***** TEXT PROVIDED *****
Subject to Customer’s compliance with the terms and conditions in this Agreement, during the Term, JELD-WEN agrees sell to Customer its Products on a non-exclusive basis. Each Party acknowledges and agrees that during the Term nothing in this Agreement shall create any form of exclusive relationship between the Parties.
3. Supply of Product
A. JELD-WEN’s Commitment. JELD-WEN will use commercially reasonable endeavours to make Product available in order to fulfill Customer’s orders during the Term of this Agreement. JELD-WEN may discontinue the availability of Products at any time; provided, however, JELD-WEN shall provide not less than six (6) months’ written notice of such cancellation to Customer.
B. Quantity Estimates. For non-binding planning purposes only, within thirty (30) days of the Agreement’s Effective Date, Customer agrees to provide to JELD-WEN a forecast of its planned purchases from JELD-WEN of Product for the following calendar year, broken out by quarter, which it will update on a quarterly basis to assist JELD-WEN in managing its production levels and efficiently fulfilling Customer’s orders.
C. Service Representative. The Parties agree to work together in the development of Customer’s sourcing forecast as it relates to Customer’s Product purchases, in order to create a smooth and efficient delivery flow of Product for the benefit of both Parties. At all times during the term of this Agreement, Customer shall provide a dedicated service representative for Product orders and other JELD-WEN communications associated with this Agreement.
D. Order Cancellations or Modifications. Product orders will not be subject to cancellation or modification, either in whole or in part, without JELD-WEN’s written consent and then only on terms that will make JELD-WEN whole for all applicable costs incurred by virtue of the anticipated sales, including the cost of materials, engineering and labor, and a reasonable allowance for profit. JELD-WEN’s written consent must be received in advance of any Product returns for credit.
*****
-- WRITTEN TASK A --
From the supply agreement text, print the stretch from "Subject to Customer’s" through "between the Parties.".
-- WRITTEN TASK B --
Answer these questions using the supply agreement text:
(i) How much written notice must JELD-WEN give Customer before discontinuing the availability of Products?
(ii) Within how many days of the Agreement's Effective Date must Customer provide its purchase forecast?
(iii) What must be received in advance of any Product returns for credit?
-- WRITTEN TASK C --
Continue the supply agreement text from the point where it ends.
***** DATA EXCERPT *****
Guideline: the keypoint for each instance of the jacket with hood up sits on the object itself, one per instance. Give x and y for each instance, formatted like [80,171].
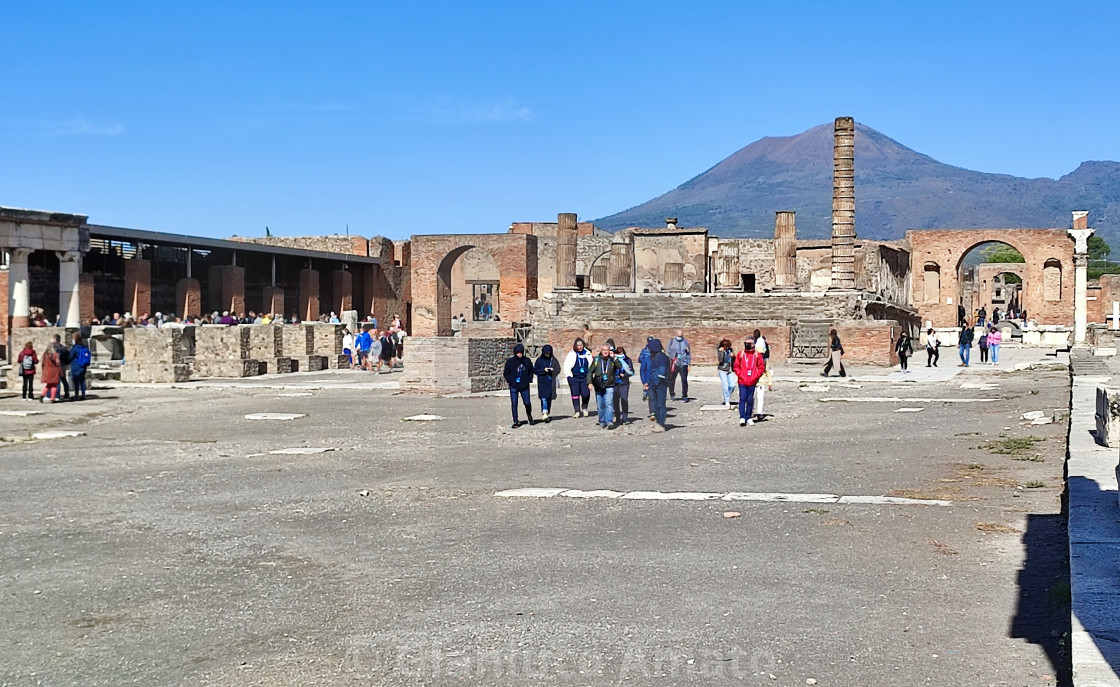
*****
-- EXERCISE OUTPUT A --
Subject to Customer’s compliance with the terms and conditions in this Agreement, during the Term, JELD-WEN agrees sell to Customer its Products on a non-exclusive basis. Each Party acknowledges and agrees that during the Term nothing in this Agreement shall create any form of exclusive relationship between the Parties.

-- EXERCISE OUTPUT B --
(i) Not less than six (6) months' written notice.
(ii) Within thirty (30) days.
(iii) JELD-WEN's written consent.

-- EXERCISE OUTPUT C --
4. Obligations of Customer
A. Customer’s Sale of Products. Subject to Section 6(B), (C) and (D), Customer will resell all Product purchased hereunder in compliance with all applicable laws and only in the packaging supplied or approved by JELD-WEN. Customer represents and warrants that it has obtained all permits, licences, registrations and other approvals required by every national, local or municipal government or agency, in respect of the performance of Customer’s obligations under this Agreement.
B. Customer shall use its best endeavours, at its own expense, to market, promote and sell the Product consistent with good business practice, in each case using its best endeavours to maximize the sales volume of the Products, and shall use the same channels and methods and exercise the same diligence, including making regular and sufficient contact with present and prospective customers of Product, that Customer uses in marketing its other non-competing products.
C. In performing its duties hereunder, Customer agrees not to make any representation or give any warranty with respect to any of the Product other than those contained in any current brochures, leaflets or other printed matter relating to such Product, which may be issued from time to time by JELD-WEN. In the event that Customer does make any representation or warranty in violation of the foregoing, then Customer agrees to indemnify JELD-WEN in full against all costs, expenses, damages and losses, including any interest, fines, legal and other professional fees and expenses awarded against or incurred or paid by JELD-WEN as a result of or in any way connected with any such representation or warranty.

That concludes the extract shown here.